*SUPPLIED TEXT*:
BEGIN
## KNN : A sample is classified by a Popularity vote of its nearest neighbors
### We calculate the distance of current sample of test with each of the Training sample to find the nearest neighbors
### To Calculate the distance, we use the Euclidean distance

$$ d = \sqrt{( X_2 - X_1 )^2  + ( Y_2 - Y_1 )^2 }$$

### In General the formula can be written as:

$$ \sqrt{ \sum_{i=0}^{n}(( p_i - q_i )^2 ) }  $$ 

In [1]:
import numpy as np
from collections import Counter

In [2]:
# Define the distance formula as a Global function
def euclidean_distance(x1, x2):
    return np.sqrt(np.sum((x1-x2)**2))

In [3]:
# KNN doen't involve a training step
# We can store the training samples in fit method
class KNN:
    def __init__(self, k = 3):
        #In init we simply want to store k
        self.k = k
        
    def fit(self, X, y):       # Fit method to fit the training samples(X) and some training labels(y)
        self.X_train = X
        self.y_train = y
    
    #Define a Predict method
    def predict(self, X):
        # We want to predict over each sample
        pred_labels = [self._predict(x) for x in X]     #Predicting x in all of the X samples
        return np.array(pred_labels)                    # return pred_labels as its a list
        
        
    def _predict(self,x):     # To predict for only one sample, use it in predict function above
        # Compute the distances
        # need to calcualte distance of x with all the training samples in the list
        distances =  [euclidean_distance(x, x_train) for x_train in self.X_train]
        
        # Get K nearest samples, labels
        # k_indices = np.argsort(distances)        # It will sort the distances and return the indices
        # WE also only want to have k closest samples
        k_indices = np.argsort(distances)[:self.k]
        k_nearest_labels = [self.y_train[i] for i in k_indices]
        
        # Majority cote, most common class labels 
        most_common = Counter(k_nearest_labels).most_common(1)   #1 is for first or very common neighbor
        return most_common[0][0]
END
Entries for labeling image regions
BEGIN
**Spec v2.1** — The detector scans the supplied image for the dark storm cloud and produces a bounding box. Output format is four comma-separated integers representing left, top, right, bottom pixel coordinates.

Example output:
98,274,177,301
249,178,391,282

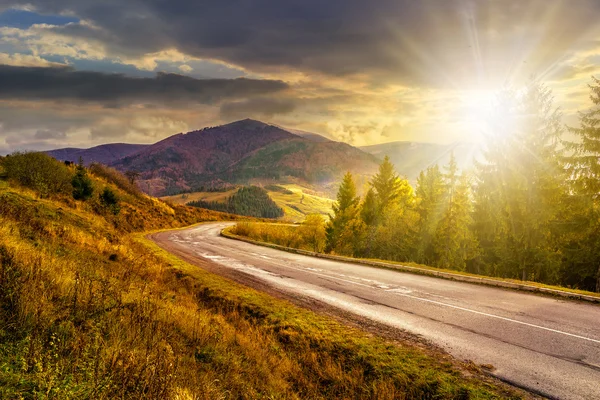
0,65,287,107
33,129,67,140
0,0,600,85
220,98,296,119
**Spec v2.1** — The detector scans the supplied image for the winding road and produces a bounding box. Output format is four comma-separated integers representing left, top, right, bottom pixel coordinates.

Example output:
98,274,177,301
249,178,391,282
150,223,600,399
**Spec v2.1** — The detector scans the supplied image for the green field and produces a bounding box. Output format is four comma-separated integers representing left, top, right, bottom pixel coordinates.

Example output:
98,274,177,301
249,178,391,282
162,184,334,222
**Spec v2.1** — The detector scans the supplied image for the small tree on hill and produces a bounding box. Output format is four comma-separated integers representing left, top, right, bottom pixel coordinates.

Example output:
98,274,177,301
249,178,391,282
125,171,140,185
71,158,94,201
301,214,326,252
100,187,121,215
326,172,364,251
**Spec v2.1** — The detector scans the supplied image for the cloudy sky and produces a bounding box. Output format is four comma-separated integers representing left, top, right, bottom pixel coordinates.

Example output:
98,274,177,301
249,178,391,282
0,0,600,154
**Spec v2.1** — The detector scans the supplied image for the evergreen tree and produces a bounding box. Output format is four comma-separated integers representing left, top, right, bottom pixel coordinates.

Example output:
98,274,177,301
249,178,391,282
326,172,360,252
475,82,564,283
371,156,403,214
360,187,377,226
562,78,600,292
71,158,94,201
434,173,478,271
415,165,446,265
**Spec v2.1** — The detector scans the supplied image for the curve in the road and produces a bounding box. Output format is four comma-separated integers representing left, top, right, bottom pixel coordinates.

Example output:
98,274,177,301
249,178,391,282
153,223,600,400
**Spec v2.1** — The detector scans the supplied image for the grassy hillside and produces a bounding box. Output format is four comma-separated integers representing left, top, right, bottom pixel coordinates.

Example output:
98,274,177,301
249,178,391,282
162,184,334,222
0,155,517,399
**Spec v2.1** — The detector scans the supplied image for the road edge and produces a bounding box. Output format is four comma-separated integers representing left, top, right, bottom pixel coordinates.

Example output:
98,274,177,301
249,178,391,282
220,227,600,304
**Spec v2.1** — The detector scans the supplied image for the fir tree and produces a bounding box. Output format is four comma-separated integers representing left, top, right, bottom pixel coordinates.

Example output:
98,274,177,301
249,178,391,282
71,158,94,201
326,172,360,251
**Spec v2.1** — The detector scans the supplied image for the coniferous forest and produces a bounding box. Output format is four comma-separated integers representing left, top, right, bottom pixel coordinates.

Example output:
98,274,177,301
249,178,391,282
187,186,283,218
326,79,600,291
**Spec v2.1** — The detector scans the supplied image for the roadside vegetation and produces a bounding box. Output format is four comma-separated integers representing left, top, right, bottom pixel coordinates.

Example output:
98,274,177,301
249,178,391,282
0,153,519,399
186,186,283,218
162,184,334,222
232,80,600,292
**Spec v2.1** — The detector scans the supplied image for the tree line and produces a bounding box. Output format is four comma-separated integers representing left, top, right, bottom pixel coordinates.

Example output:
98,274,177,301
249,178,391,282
325,78,600,292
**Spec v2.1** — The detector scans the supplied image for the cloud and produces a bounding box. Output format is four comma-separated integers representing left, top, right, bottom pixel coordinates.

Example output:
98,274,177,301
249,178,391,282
0,53,65,67
0,65,288,107
4,0,600,86
220,98,296,119
33,129,67,140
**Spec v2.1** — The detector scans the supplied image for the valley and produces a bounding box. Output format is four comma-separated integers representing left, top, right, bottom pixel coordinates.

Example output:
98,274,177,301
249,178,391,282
162,184,334,222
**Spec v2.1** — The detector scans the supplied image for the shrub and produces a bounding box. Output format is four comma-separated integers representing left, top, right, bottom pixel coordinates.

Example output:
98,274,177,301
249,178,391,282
71,164,94,201
2,152,72,197
90,163,142,197
100,187,121,215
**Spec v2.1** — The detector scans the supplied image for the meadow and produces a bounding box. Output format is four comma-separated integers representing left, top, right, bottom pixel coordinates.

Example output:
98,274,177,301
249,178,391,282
0,155,521,399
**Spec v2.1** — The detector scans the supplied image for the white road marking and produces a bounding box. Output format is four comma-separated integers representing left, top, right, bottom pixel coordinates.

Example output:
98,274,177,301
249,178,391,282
183,236,600,344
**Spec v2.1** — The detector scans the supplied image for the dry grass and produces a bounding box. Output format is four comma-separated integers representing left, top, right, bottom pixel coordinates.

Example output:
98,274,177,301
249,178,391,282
162,184,334,222
0,160,515,399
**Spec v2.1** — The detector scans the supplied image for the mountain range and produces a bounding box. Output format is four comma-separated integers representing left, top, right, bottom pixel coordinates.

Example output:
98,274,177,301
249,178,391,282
47,119,472,196
48,119,379,195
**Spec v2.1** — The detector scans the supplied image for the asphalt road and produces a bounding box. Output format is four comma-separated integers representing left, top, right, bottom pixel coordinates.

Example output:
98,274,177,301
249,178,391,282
152,223,600,399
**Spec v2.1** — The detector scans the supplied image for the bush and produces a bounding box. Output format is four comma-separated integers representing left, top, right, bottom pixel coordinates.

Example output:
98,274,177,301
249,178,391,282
2,152,72,197
90,163,142,197
71,164,94,201
100,187,121,215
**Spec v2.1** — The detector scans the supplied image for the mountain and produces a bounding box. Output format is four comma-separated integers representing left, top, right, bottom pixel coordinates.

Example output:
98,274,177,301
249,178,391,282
113,119,378,195
46,143,148,165
280,127,332,142
360,141,478,182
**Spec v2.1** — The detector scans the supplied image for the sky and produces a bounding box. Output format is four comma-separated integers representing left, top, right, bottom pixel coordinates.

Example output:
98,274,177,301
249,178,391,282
0,0,600,154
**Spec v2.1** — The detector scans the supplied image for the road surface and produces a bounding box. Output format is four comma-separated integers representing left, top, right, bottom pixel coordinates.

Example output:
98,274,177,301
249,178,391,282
152,223,600,399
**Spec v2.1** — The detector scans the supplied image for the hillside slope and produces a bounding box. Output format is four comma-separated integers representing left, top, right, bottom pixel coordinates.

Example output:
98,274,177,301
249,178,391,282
END
*WHAT YOU WILL DO*:
1. In the KNN notebook, what default value does the KNN class assign to k?
2. Write out the KNN notebook from "### In General" up to and including "return np.sqrt(np.sum((x1-x2)**2))".
Work from the KNN notebook alone and leave the material aside.

*ANSWERS TO THE EXERCISES*:
1. 3

2.
### In General the formula can be written as:

$$ \sqrt{ \sum_{i=0}^{n}(( p_i - q_i )^2 ) }  $$ 

In [1]:
import numpy as np
from collections import Counter

In [2]:
# Define the distance formula as a Global function
def euclidean_distance(x1, x2):
    return np.sqrt(np.sum((x1-x2)**2))